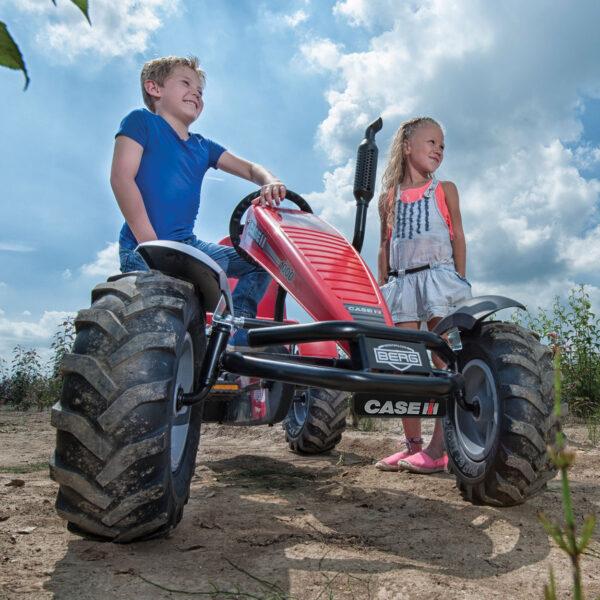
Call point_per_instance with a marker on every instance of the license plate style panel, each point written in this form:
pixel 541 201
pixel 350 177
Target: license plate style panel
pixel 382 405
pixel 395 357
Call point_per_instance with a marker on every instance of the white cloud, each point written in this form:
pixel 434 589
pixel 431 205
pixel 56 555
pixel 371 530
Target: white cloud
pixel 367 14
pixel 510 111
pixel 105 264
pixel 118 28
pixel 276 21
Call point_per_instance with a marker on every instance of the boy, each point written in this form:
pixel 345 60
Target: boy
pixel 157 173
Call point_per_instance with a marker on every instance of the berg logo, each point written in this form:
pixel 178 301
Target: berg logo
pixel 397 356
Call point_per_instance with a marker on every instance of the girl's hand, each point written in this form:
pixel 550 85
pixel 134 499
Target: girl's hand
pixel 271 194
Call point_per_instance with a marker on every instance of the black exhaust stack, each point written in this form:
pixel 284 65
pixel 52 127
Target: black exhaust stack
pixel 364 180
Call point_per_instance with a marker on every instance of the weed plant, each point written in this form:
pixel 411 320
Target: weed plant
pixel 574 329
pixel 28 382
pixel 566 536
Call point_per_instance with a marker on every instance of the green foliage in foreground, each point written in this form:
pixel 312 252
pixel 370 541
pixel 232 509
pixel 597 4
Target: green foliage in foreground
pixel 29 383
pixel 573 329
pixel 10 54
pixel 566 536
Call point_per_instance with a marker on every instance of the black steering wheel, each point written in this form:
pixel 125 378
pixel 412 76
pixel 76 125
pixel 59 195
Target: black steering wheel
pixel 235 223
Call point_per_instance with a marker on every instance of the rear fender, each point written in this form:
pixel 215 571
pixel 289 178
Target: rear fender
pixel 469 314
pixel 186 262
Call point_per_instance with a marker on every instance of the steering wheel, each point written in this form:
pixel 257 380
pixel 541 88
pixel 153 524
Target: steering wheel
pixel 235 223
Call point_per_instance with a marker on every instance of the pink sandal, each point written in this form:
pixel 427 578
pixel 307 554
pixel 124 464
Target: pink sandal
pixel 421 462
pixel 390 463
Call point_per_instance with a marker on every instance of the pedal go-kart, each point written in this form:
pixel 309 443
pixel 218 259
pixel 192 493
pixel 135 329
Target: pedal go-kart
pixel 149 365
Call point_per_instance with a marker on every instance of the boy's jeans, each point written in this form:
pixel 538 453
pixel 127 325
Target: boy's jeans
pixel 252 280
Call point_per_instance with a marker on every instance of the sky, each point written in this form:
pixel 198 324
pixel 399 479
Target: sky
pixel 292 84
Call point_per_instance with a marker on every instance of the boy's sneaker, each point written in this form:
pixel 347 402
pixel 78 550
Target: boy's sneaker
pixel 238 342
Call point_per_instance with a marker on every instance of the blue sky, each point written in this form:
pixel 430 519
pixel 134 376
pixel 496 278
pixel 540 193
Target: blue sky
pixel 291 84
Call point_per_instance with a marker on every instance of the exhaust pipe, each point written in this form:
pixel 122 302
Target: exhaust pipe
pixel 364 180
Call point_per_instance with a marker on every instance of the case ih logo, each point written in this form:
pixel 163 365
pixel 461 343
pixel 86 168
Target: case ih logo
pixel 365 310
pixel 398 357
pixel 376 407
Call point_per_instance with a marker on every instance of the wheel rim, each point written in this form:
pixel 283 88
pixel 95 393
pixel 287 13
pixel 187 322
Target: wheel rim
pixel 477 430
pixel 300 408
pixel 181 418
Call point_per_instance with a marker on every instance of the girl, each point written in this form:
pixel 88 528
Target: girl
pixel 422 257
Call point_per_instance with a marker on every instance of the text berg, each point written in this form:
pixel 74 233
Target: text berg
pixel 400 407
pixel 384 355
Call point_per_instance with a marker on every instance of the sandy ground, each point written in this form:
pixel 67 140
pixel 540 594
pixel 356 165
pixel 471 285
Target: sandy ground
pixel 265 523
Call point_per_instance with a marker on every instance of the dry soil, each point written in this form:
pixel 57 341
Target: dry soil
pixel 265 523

────────────────────

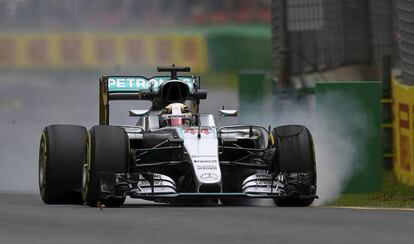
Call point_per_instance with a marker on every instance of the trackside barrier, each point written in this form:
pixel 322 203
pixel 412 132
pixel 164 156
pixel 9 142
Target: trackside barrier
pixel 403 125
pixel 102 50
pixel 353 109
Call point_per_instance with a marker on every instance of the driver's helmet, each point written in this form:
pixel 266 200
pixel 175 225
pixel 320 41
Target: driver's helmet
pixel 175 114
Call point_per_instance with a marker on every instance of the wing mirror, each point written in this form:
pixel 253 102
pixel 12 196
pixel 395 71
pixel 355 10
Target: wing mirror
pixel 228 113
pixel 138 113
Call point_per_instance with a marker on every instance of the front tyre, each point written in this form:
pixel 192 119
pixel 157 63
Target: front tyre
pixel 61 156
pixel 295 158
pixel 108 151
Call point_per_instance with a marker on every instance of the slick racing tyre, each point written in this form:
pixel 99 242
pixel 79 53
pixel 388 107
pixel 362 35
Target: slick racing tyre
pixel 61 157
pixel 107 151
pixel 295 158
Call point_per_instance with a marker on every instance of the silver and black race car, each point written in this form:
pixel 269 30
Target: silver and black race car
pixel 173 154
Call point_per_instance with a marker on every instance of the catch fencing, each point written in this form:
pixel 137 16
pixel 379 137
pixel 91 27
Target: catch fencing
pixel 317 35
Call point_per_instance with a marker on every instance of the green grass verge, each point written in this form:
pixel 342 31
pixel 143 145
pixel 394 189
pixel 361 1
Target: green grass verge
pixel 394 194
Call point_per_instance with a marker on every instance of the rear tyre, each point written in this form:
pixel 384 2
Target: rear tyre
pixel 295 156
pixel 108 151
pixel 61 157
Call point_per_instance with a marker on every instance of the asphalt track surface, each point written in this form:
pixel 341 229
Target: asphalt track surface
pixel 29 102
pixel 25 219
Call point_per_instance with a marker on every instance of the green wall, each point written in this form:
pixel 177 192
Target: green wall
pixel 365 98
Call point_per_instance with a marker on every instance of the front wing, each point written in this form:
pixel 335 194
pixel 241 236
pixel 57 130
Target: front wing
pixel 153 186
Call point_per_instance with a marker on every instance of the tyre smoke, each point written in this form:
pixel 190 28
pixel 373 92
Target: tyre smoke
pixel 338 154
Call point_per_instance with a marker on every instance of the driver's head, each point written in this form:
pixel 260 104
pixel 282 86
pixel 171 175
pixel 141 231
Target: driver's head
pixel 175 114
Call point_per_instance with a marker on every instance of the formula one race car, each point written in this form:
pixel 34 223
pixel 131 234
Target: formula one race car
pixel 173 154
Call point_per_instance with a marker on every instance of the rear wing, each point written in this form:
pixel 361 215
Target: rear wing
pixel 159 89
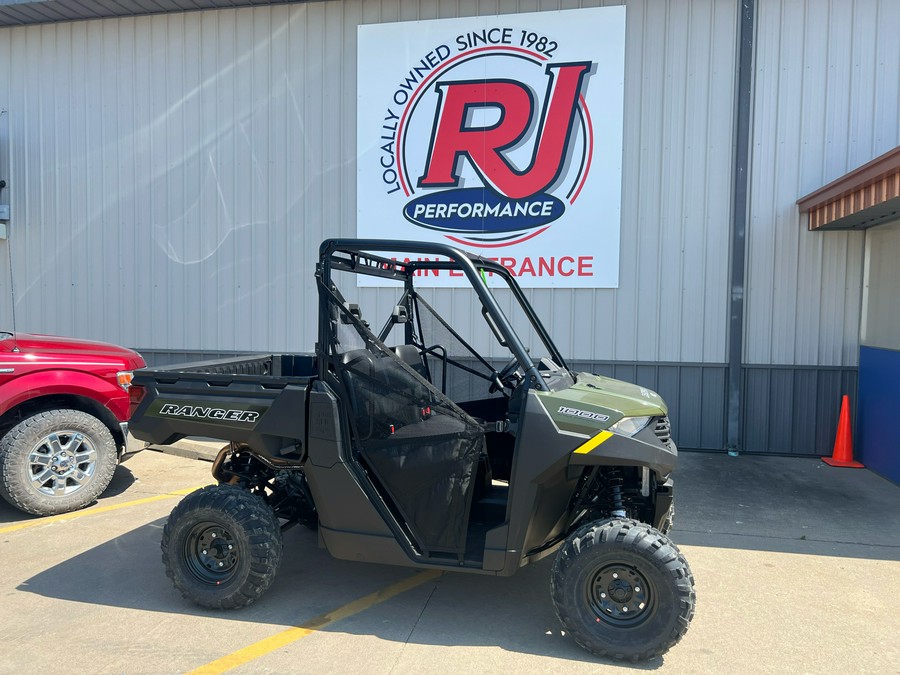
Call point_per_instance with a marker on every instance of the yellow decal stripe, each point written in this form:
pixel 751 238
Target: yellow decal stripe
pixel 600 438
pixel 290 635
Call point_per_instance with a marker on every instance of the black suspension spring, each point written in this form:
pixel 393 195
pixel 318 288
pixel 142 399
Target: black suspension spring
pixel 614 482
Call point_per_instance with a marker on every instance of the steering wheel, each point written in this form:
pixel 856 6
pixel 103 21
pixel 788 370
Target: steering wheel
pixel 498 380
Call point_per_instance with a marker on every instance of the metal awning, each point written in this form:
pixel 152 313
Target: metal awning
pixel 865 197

────────────────────

### [WORK TO DO]
Rename "rear wing" as "rear spoiler" in the stretch of material from the line containing "front wing, each" through the line containing "pixel 290 635". Return only those lines, otherwise unchanged and without the pictures.

### [RESPONSE BELOW]
Call point_per_instance with a marker on every instance of the front wing, each point written in this form:
pixel 335 194
pixel 241 236
pixel 57 130
Target: front wing
pixel 153 186
Call point_per_instance with a marker on every instance of the tyre smoke, each point written in this form:
pixel 190 28
pixel 373 92
Target: tyre smoke
pixel 338 154
Call point_per_instance with a marker on every instance of the driver's head, each point written in this form:
pixel 260 104
pixel 282 86
pixel 171 175
pixel 141 231
Target: driver's head
pixel 175 114
Call point_per_instance with a marker on every instance of the formula one race car, each point written in this form:
pixel 34 223
pixel 131 234
Target: formula one race car
pixel 173 154
Call point_per_instance with a marker on every instance of the rear spoiler, each point written in this form:
pixel 361 215
Target: rear spoiler
pixel 159 89
Call point_per_instance with a marker on every instance of the yellow decal stripe, each point written in this form:
pixel 751 238
Target: yellow decal stripe
pixel 600 438
pixel 290 635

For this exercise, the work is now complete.